[[ INPUT MATERIAL open ]]

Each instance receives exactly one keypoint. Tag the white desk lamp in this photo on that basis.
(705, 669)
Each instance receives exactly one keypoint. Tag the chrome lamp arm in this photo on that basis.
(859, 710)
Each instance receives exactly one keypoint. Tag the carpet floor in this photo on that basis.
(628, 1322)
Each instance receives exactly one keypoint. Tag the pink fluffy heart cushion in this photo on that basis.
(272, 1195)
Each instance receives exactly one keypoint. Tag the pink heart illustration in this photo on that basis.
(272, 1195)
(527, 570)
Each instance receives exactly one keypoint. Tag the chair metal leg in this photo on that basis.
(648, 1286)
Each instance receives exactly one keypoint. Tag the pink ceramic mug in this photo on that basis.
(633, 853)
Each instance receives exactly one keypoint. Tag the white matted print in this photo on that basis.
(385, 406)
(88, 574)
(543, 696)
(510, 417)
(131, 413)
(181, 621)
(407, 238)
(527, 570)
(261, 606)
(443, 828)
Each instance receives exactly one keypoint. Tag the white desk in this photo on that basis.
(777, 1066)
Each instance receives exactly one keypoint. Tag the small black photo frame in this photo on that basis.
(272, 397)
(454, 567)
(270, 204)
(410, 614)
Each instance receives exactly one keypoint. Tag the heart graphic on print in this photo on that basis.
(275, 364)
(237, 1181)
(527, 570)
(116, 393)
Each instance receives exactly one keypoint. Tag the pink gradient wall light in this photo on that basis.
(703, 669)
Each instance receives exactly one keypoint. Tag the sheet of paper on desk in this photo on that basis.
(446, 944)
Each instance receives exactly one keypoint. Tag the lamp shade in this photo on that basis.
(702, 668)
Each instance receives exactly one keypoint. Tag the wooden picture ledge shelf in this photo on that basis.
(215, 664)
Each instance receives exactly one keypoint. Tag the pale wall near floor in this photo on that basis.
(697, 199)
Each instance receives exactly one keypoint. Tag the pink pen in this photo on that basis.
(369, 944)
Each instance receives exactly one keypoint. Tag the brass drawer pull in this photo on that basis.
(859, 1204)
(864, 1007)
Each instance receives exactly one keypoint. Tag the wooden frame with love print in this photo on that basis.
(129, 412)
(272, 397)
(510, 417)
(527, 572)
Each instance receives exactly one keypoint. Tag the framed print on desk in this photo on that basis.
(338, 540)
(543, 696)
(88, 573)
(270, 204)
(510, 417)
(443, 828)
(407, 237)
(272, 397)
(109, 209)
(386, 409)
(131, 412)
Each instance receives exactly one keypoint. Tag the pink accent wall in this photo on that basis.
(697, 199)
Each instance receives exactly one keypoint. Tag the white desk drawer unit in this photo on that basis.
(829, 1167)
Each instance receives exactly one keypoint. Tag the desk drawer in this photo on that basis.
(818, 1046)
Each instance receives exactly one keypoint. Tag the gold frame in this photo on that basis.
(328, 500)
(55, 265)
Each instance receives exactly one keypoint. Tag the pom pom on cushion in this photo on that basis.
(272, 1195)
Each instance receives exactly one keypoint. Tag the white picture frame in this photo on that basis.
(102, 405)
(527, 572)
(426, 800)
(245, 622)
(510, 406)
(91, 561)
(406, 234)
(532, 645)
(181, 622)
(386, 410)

[[ INPUT MATERIAL closed ]]

■ **YOUR OBJECTIVE**
Output the data exactly, so that every line matches the original.

■ **RESPONSE TO THE EXERCISE**
Each instance receives exactly one keypoint. Tag the white desk lamp in this photo on that basis.
(705, 669)
Each instance receives exactly one keypoint. Tag the chrome lamp arm in this photo on that basis.
(859, 710)
Each instance receives exactly one keypoint. Tag the carpet floor in this photo on that basis.
(628, 1322)
Each instance receives exactly one keypoint. Tag the pink fluffy heart cushion in this photo on that basis.
(272, 1195)
Each instance receives exactly one keypoint. Tag the pink heart illustration in this photo on that basis.
(272, 1195)
(527, 570)
Each instance receives exactly one keypoint. Tag the chair metal leg in this photo on that basis.
(648, 1286)
Each instance receives exactly one keypoint. Tag the pink ceramic mug in this photo on that basis.
(633, 853)
Each instance receives exactly one keypoint. Tag the white matted print in this photo on that basis.
(385, 406)
(88, 574)
(543, 696)
(510, 417)
(131, 413)
(181, 621)
(407, 238)
(527, 570)
(261, 606)
(443, 828)
Each instance receives exactly one keypoint. Tag the white desk in this photo on that basis.
(777, 1066)
Each instance receives exactly one keypoint. Tag the small black photo frame in this photo on that basis.
(272, 397)
(454, 567)
(270, 204)
(410, 614)
Each instance receives exactly one keypoint. Tag the heart graphic on print in this photo on that basis.
(275, 364)
(237, 1181)
(527, 570)
(116, 393)
Each instance receives exactly one keypoint. Tag the pink gradient wall light in this photo on that basis.
(703, 669)
Each instance receives exactly one keypoint. Tag the sheet of paper on desk in this photo on that basis.
(446, 944)
Each instance receives exactly one keypoint. Tag the lamp shade in this photo on that basis.
(702, 668)
Each instance receives exactly one keypoint. Tag the wooden picture ledge shelf in this photo on that basis.
(215, 664)
Each instance receives exactly one keypoint. Tag the pale wall near floor in this photo on that basis.
(697, 199)
Each instance receives exactly one keypoint. Tag the pink pen in this photo on that basis.
(369, 944)
Each instance receives exactly one keypoint. Tag the brass drawer pull in this photo on that basis.
(859, 1204)
(864, 1007)
Each instance receives exactly one keypoint. Tag the wooden frame with love print in this photo on that basis.
(129, 412)
(272, 397)
(510, 417)
(527, 572)
Each instance receives exactly one keypoint. Tag the framed print on desk in this photo on that basis.
(338, 540)
(543, 696)
(88, 573)
(270, 204)
(510, 417)
(443, 828)
(407, 237)
(272, 397)
(109, 209)
(386, 409)
(131, 412)
Each instance receives exactly one keypoint. Tag the pink accent wall in this photo on that basis.
(697, 199)
Each instance receives exactly one keypoint. Tag the white desk drawer unit in this photo on that basis.
(829, 1167)
Each instance receives exactly one keypoint. Tag the desk drawer in this photo on that basis.
(818, 1046)
Each instance receives exactly one keypoint. Tag the gold frame in this photo on that basis.
(328, 500)
(55, 265)
Each instance receives exactly one keypoint. Tag the pom pom on cushion in this photo on that basis.
(272, 1195)
Each instance receives exactly one keypoint. Tag the white picture frame in this photo on that basis.
(102, 405)
(527, 572)
(426, 800)
(245, 622)
(510, 406)
(91, 561)
(406, 234)
(532, 645)
(181, 622)
(386, 410)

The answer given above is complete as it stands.